====== Source document

We recently re-arranged our apartment -- added some furniture, made a definite "music" space where other people might see "dining room".  (Not that we have a dining table anyhow -- piano and organ, however, different story!)  One result of all the moving around was finding new places for shrines.  So now Dionysos' shrine is lower to the ground (a plus), and the slightest bit smaller but with more useable wall space.  Aphrodite has a much bigger space, now eye level.  Can't be burning any big candles on it since it's mid-book shelf, but it looks much nicer.  I no longer have a permanent "working" altar, but to be honest that was just getting cluttered most of the time.  There is a potential shrine space on a shelf next to the front door.  I'm still ruminating what I'd like to see there.  Something eclectic, combining our other totems and deities not otherwise represented, perhaps?
 
This Mercury in retrograde has been a nuisance with little delays and things breaking down.  (Even including a major miscommunicaiton with the cats, which was a new one on me!)  But I'm trying not to let the little things get to me, and I've been pretty successful.  The word "try" is misleading, because it's more a feeling of release and acceptance.  But even a coworker commented on my attitude when I admitted I had broken 2 things that day, "Ohh...you're pretty zen about it!"  Which probably means the book I'm reading for my pagan book group, The Power of Now by Eckhart Tolle, is sinking in a bit.  It's something I probably would have passed on as new age fluff had the book group not chosen it, but as a self-admitted "worrier", I've found a few valuable things in it so far.

It seems like a very long time since I've been dancing, which might be why Dionysos feels more distant.  Something to remedy, or else do some other work with him if that is not possible.  I may do a Beltane celebration.  Though I haven't settled on any details, I like the idea of blessing our new plants and such at the least.  That will be closely followed by Alice in Wonderland Day.  (Thank you to Dver for that marvelous idea, which I have been wanting to incorporate into my celebrations for a couple years now but will be doing for the first time this year!)  Since my best friend threw me an Alice-themed tea party for my birthday last year, I already have some nice props and decorations.

I think that's it... I'll end with this rather funny headline I read the other day:  Well-Endowed Apollo Statue to be Re-Erected in France.

============
====== Listed records

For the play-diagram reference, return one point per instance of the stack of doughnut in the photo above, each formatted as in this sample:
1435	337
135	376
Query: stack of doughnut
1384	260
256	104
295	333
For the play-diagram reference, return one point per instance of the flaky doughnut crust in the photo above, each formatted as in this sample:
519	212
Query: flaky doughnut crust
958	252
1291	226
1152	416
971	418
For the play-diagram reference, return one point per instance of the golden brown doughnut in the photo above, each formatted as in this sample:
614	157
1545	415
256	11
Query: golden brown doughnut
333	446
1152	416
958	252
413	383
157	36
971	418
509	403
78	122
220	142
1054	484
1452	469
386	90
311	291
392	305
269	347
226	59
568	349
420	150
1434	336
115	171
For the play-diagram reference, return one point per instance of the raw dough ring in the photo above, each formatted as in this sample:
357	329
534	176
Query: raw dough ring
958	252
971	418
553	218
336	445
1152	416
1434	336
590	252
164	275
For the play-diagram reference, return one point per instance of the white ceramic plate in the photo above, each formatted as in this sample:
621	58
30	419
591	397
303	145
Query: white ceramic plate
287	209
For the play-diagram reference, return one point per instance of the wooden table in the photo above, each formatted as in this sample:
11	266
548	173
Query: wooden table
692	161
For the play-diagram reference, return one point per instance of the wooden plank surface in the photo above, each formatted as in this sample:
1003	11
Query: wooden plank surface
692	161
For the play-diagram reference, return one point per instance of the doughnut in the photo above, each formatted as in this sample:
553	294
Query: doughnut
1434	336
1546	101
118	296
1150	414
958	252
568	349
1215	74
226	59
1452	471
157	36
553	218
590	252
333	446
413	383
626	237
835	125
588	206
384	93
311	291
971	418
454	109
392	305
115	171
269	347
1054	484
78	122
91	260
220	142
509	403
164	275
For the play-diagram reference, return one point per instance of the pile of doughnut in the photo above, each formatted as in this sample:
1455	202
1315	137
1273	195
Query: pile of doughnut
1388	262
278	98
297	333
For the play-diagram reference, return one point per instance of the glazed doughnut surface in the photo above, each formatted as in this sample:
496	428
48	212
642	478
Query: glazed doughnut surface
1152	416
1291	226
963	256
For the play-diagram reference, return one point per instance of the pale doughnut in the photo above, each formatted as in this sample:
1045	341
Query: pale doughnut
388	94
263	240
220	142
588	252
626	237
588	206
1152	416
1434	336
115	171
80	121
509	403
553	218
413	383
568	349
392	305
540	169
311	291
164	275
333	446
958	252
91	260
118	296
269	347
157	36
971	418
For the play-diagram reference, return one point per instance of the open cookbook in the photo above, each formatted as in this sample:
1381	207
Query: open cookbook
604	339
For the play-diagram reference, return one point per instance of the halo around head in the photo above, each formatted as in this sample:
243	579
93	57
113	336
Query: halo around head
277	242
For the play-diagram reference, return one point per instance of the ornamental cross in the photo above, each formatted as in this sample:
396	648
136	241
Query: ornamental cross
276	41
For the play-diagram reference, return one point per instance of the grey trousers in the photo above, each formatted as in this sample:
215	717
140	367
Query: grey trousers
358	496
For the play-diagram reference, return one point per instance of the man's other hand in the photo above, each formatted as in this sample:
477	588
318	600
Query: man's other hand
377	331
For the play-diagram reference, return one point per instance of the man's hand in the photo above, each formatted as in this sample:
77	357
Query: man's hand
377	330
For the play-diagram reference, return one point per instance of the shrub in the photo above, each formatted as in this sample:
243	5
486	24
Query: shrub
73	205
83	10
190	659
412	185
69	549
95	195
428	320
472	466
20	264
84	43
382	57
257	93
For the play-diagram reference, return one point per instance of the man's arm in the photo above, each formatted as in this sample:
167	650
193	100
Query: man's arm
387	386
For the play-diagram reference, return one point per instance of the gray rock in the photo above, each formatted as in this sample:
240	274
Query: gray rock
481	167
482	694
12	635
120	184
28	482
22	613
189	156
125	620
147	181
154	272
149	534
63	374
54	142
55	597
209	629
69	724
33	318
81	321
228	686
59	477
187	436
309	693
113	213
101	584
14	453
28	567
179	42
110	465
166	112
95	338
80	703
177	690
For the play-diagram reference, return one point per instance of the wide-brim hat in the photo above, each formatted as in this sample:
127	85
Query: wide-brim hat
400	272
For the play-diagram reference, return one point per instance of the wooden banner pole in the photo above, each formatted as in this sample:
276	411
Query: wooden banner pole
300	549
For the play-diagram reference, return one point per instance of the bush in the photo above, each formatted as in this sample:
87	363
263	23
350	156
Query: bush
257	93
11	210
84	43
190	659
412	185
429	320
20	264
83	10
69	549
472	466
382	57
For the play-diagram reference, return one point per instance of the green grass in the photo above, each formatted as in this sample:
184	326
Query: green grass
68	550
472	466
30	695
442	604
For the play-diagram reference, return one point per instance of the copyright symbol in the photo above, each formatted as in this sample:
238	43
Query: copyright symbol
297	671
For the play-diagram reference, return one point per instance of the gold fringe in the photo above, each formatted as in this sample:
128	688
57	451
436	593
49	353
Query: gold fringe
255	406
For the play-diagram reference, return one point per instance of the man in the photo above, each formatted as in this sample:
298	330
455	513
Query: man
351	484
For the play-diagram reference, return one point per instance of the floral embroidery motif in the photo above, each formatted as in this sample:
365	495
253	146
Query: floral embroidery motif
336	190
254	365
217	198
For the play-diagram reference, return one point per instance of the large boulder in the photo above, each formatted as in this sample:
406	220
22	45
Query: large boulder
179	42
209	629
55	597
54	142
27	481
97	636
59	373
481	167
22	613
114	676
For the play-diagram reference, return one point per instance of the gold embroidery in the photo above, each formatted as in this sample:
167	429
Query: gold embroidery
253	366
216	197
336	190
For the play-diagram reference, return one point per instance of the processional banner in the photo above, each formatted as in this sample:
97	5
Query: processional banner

============

Prompt A: Retype the stretch of the blog post from "It seems like" through "Re-Erected in France.".
Prompt B: Extend the blog post about shrines and seasonal celebrations, picking up right after its final sentence.
The lines above were taken from a different source than the blog post.

Task response A:
It seems like a very long time since I've been dancing, which might be why Dionysos feels more distant.  Something to remedy, or else do some other work with him if that is not possible.  I may do a Beltane celebration.  Though I haven't settled on any details, I like the idea of blessing our new plants and such at the least.  That will be closely followed by Alice in Wonderland Day.  (Thank you to Dver for that marvelous idea, which I have been wanting to incorporate into my celebrations for a couple years now but will be doing for the first time this year!)  Since my best friend threw me an Alice-themed tea party for my birthday last year, I already have some nice props and decorations.

I think that's it... I'll end with this rather funny headline I read the other day:  Well-Endowed Apollo Statue to be Re-Erected in France.

Task response B:
Thursday, March 31, 2011

Synchronicities

I just finished reading a book called "Living the Magical Life: An Oracular Adventure" by Suzi Gablik.  It's one of those "one woman's spiritual journey" books, yet I was excited to read it based on its promised content... oracle work, embracing daily synchronicities, becoming suddenly drawn to and close to a specific deity (in her case, the Black Madonna.) 
 
Unfortunately, the book didn't have the depth I was hoping for.  The middle-aged author builds an altar to the Black Madonna and visits her statues in foreign places but does not detail any very noteworthy interactions with her as a deity - and almost ignores her entirely for the last half of the book.  She uses I-Ching and bibliomancy which, although certainly valid forms of divination, are not what I'd consider "oracular".  The book is a disjointed account of her doubts and affirmations regarding whether life is meaningfully synchronistic, interconnected and guided by outside forces or simply random.  She describes years of following divination and omens which tell her to hold out hope for a specific romantic relationship, despite all outward evidence that this particular person was entirely disinterested.  The book ends with the romantic interest rebuffing her once and for all and the author ends saying that the outcome does not nullify her experiences.  Basically, "Who knows why things happen the way they do? This is my story, take it or leave it."
 
Urgh.
 
It brings up the whole question of whether or not the gods/spirits/PTB would be intentionally misleading or even blatantly lie in order to further our spiritual development.  The author doesn't tackle this issue, having decided on a tenuous position of blind faith, and certainly seemed to think she emerged a stronger person.  But still, I wonder.  Certainly the gods themselves are ineffable and may mislead for reasons we can't comprehend at the time, but I like to think that divination in general is about revealing patterns.  Was she then not reading a reality pattern but the pattern of her own psyche, which wasn't ready to give up no matter what her divinations revealed?  I think that's why I have a hard time reading tarot for myself -- especially when I'm really emotionally invested.  I feel like I'm reading what I want.  Which is *a* truth, but not the truth I'm usually aiming for.
 
But this book about synchronicities actually seemed to be, well, synchronistic.  It made me stop and take note of omens that have been appearing in my own life.  Oddly, it even referenced a couple very specific things -- including redwood trees, a topic which I just read an entire book about and which seems to keep coming up, and a book by C.S. Lewis that a friend just gave me to borrow.  Even in the ways the book was lacking and irritating me reminded me of my own shortcomings and what I want to strive for in my spiritual practice. 
 
So, time not entirely wasted.  Now I just need to figure out why the trees are trying to get my attention.  Maybe I should just ask them?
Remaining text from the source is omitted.